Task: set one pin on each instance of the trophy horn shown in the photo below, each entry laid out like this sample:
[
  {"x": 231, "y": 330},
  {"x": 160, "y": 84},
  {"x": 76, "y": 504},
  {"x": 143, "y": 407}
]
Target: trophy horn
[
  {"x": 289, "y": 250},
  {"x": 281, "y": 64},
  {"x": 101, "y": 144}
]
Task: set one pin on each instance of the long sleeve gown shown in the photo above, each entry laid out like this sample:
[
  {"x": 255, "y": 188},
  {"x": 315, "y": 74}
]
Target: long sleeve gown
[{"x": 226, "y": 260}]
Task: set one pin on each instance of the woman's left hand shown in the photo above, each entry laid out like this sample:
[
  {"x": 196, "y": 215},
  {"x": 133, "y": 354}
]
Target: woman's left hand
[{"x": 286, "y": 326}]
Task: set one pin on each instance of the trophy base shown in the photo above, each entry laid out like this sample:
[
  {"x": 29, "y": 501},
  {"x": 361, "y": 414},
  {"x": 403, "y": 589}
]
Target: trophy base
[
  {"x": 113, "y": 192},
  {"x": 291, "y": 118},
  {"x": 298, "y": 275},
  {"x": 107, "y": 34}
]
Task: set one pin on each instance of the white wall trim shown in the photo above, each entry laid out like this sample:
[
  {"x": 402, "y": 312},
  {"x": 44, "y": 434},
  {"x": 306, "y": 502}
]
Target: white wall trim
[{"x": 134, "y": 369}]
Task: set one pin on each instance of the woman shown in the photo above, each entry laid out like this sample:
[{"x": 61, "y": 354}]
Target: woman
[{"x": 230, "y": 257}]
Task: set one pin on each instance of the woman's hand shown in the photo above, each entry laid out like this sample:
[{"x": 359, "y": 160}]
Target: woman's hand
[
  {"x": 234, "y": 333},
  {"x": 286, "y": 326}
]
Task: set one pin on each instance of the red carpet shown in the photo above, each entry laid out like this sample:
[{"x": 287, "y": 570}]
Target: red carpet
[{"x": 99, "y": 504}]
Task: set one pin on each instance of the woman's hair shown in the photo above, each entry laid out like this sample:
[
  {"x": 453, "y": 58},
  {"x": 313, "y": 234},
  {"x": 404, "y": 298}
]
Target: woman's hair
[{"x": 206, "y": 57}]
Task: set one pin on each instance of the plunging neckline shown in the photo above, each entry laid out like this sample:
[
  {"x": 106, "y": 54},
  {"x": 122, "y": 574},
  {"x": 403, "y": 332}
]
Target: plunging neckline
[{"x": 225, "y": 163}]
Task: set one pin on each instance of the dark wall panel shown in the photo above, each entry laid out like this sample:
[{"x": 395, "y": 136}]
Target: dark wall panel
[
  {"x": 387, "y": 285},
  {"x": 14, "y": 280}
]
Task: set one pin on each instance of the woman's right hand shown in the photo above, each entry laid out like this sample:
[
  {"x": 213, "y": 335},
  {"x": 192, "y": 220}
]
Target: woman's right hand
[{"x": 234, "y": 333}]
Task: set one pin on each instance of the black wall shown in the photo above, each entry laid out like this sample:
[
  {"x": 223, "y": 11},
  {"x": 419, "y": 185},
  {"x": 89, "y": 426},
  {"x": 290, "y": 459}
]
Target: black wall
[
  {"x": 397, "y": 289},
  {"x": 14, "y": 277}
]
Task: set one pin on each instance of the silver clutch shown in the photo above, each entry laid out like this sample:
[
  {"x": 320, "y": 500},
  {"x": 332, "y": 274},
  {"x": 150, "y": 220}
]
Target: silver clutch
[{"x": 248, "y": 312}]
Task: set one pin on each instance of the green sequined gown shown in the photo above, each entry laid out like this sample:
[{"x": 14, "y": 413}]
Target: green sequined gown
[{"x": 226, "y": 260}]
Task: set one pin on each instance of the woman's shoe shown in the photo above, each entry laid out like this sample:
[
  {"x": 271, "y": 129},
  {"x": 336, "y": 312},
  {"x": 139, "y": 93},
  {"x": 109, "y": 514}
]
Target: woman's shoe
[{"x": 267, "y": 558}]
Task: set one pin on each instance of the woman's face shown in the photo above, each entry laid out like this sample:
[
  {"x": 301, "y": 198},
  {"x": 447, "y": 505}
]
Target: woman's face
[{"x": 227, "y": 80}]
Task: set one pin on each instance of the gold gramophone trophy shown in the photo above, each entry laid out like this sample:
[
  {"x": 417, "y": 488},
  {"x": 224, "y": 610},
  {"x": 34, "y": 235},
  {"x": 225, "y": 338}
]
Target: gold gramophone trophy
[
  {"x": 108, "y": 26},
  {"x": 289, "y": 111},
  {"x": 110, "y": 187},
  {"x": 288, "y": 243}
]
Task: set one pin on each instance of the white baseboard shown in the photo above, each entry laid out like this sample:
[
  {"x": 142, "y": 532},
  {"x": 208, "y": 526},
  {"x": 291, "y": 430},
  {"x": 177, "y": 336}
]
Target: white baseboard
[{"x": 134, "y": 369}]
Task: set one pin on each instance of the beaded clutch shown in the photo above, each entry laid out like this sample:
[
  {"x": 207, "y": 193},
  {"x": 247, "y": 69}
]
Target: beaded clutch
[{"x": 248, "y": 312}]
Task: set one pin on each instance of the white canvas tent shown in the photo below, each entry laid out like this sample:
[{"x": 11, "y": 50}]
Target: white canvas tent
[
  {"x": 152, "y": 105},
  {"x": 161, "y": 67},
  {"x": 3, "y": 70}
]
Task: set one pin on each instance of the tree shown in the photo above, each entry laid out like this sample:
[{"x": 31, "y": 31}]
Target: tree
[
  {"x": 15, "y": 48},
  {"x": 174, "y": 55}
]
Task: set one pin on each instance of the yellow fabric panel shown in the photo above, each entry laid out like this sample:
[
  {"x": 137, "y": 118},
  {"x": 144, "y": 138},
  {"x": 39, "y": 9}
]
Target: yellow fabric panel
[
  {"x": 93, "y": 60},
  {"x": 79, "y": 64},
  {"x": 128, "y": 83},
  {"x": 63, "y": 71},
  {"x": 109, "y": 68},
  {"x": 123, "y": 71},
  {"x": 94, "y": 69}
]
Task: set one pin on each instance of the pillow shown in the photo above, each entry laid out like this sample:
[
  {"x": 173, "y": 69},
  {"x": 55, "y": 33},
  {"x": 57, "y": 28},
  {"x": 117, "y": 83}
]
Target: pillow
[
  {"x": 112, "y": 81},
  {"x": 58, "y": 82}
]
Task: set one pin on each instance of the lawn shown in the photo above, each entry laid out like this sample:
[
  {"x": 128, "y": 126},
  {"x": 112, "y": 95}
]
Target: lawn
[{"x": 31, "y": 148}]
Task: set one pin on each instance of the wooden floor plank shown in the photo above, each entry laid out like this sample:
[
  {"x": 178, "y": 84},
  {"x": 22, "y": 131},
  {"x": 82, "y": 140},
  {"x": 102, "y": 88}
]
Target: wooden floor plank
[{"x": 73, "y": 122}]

-=-=-

» **Task goal**
Write out the material exactly as given.

» **Correct response**
Task: set one pin on each instance of the trophy horn shown in the photo below, each entry laid out like this sample:
[
  {"x": 231, "y": 330},
  {"x": 160, "y": 84},
  {"x": 76, "y": 504},
  {"x": 143, "y": 407}
]
Target: trophy horn
[
  {"x": 289, "y": 250},
  {"x": 281, "y": 64},
  {"x": 101, "y": 144}
]
Task: set one pin on each instance of the long sleeve gown shown in the photo above, each entry laid out like this sample:
[
  {"x": 255, "y": 188},
  {"x": 315, "y": 74}
]
Target: long sleeve gown
[{"x": 226, "y": 260}]
Task: set one pin on each instance of the woman's left hand shown in the photo above, each entry laid out like this sample:
[
  {"x": 196, "y": 215},
  {"x": 133, "y": 354}
]
Target: woman's left hand
[{"x": 286, "y": 326}]
Task: set one pin on each instance of the trophy base shown in the photo above, each entry laid out like this sample:
[
  {"x": 29, "y": 501},
  {"x": 361, "y": 414},
  {"x": 403, "y": 589}
]
Target: trophy base
[
  {"x": 113, "y": 192},
  {"x": 291, "y": 118},
  {"x": 298, "y": 275},
  {"x": 107, "y": 34}
]
Task: set one pin on each instance of the white wall trim shown in the photo above, each entry laid out like this sample:
[
  {"x": 402, "y": 312},
  {"x": 44, "y": 434},
  {"x": 306, "y": 502}
]
Target: white wall trim
[{"x": 134, "y": 369}]
Task: set one pin on each instance of the woman shown in the photo above, each entry laid out like this sample:
[{"x": 61, "y": 354}]
Target: woman
[{"x": 230, "y": 257}]
Task: set one pin on each instance of the woman's hand shown in the photo above, each entry laid out like this sample:
[{"x": 359, "y": 160}]
Target: woman's hand
[
  {"x": 234, "y": 333},
  {"x": 286, "y": 326}
]
Task: set one pin on each instance of the red carpet shown in the photo above, each entry laid out like this sample:
[{"x": 287, "y": 570}]
Target: red carpet
[{"x": 99, "y": 504}]
Task: set one pin on each instance of the woman's hair shown in the photo above, each entry laid out like this sample:
[
  {"x": 453, "y": 58},
  {"x": 313, "y": 234},
  {"x": 404, "y": 298}
]
Target: woman's hair
[{"x": 206, "y": 57}]
Task: set one pin on each instance of the plunging neckline shown in the photo above, each entry laid out like this sample:
[
  {"x": 106, "y": 54},
  {"x": 122, "y": 574},
  {"x": 403, "y": 332}
]
Target: plunging neckline
[{"x": 225, "y": 163}]
Task: set one pin on each instance of the dark wall panel shown in the photo above, each entry laid out like this sample:
[{"x": 395, "y": 136}]
Target: dark wall panel
[
  {"x": 387, "y": 285},
  {"x": 14, "y": 280}
]
Task: set one pin on each instance of the woman's right hand shown in the photo above, each entry laid out like this sample:
[
  {"x": 213, "y": 335},
  {"x": 192, "y": 220}
]
Target: woman's right hand
[{"x": 234, "y": 333}]
Task: set one pin on each instance of the black wall shown in the photo above, each entry laid out like this sample:
[
  {"x": 223, "y": 11},
  {"x": 419, "y": 185},
  {"x": 89, "y": 426},
  {"x": 290, "y": 459}
]
Target: black wall
[
  {"x": 397, "y": 289},
  {"x": 14, "y": 277}
]
Task: set one pin on each instance of the silver clutch shown in the photo above, each entry laid out like this sample:
[
  {"x": 320, "y": 500},
  {"x": 332, "y": 274},
  {"x": 150, "y": 220}
]
Target: silver clutch
[{"x": 248, "y": 312}]
Task: set one pin on each instance of the green sequined gown shown in the photo above, each entry laid out like this sample:
[{"x": 14, "y": 413}]
Target: green sequined gown
[{"x": 226, "y": 260}]
Task: set one pin on each instance of the woman's shoe shown in the photo above, each entry laid out like this sample:
[
  {"x": 271, "y": 129},
  {"x": 336, "y": 312},
  {"x": 139, "y": 93},
  {"x": 109, "y": 514}
]
Target: woman's shoe
[{"x": 267, "y": 558}]
Task: set one pin on each instance of the woman's face shown in the photo above, each entry laid out like this sample:
[
  {"x": 301, "y": 198},
  {"x": 447, "y": 505}
]
Target: woman's face
[{"x": 227, "y": 80}]
Task: set one pin on each instance of the gold gramophone trophy shown in the photo above, each entry laid out like this sample:
[
  {"x": 417, "y": 488},
  {"x": 224, "y": 610},
  {"x": 34, "y": 235},
  {"x": 225, "y": 338}
]
Target: gold gramophone trophy
[
  {"x": 108, "y": 26},
  {"x": 289, "y": 111},
  {"x": 110, "y": 187},
  {"x": 288, "y": 243}
]
Task: set one pin on each instance of the white baseboard shown in the photo above, each entry laid out like this sample:
[
  {"x": 142, "y": 532},
  {"x": 208, "y": 526},
  {"x": 291, "y": 430},
  {"x": 177, "y": 336}
]
Target: white baseboard
[{"x": 134, "y": 369}]
Task: set one pin on each instance of the beaded clutch shown in the photo above, each entry laid out like this sample:
[
  {"x": 207, "y": 193},
  {"x": 247, "y": 69}
]
Target: beaded clutch
[{"x": 248, "y": 312}]
Task: set one pin on each instance of the white canvas tent shown in the photo below, each entry laid out like this sample:
[{"x": 11, "y": 50}]
Target: white canvas tent
[
  {"x": 152, "y": 105},
  {"x": 161, "y": 67},
  {"x": 3, "y": 70}
]
Task: set one pin on each instance of the tree shown in the photo above, each entry laid out like this sample:
[{"x": 31, "y": 31}]
Target: tree
[
  {"x": 15, "y": 48},
  {"x": 174, "y": 55}
]
Task: set one pin on each instance of the yellow fabric panel shown in the photo above, each entry laid out like this sample:
[
  {"x": 137, "y": 118},
  {"x": 144, "y": 138},
  {"x": 39, "y": 9}
]
Target: yellow fabric panel
[
  {"x": 93, "y": 60},
  {"x": 79, "y": 64},
  {"x": 128, "y": 83},
  {"x": 63, "y": 71},
  {"x": 109, "y": 68},
  {"x": 123, "y": 71},
  {"x": 94, "y": 69}
]
Task: set one pin on each instance of the pillow shown in the photo above, each entry laid out like this sample:
[
  {"x": 173, "y": 69},
  {"x": 55, "y": 33},
  {"x": 57, "y": 28},
  {"x": 117, "y": 83}
]
Target: pillow
[
  {"x": 112, "y": 81},
  {"x": 58, "y": 82}
]
Task: set one pin on each instance of the lawn shown in the photo above, each entry laid out like this sample:
[
  {"x": 128, "y": 126},
  {"x": 112, "y": 95}
]
Target: lawn
[{"x": 31, "y": 148}]
Task: set one pin on each instance of the wooden floor plank shown in the photo above, each entry laid out like this sample:
[
  {"x": 178, "y": 84},
  {"x": 22, "y": 131},
  {"x": 82, "y": 140},
  {"x": 102, "y": 88}
]
Target: wooden floor plank
[{"x": 73, "y": 122}]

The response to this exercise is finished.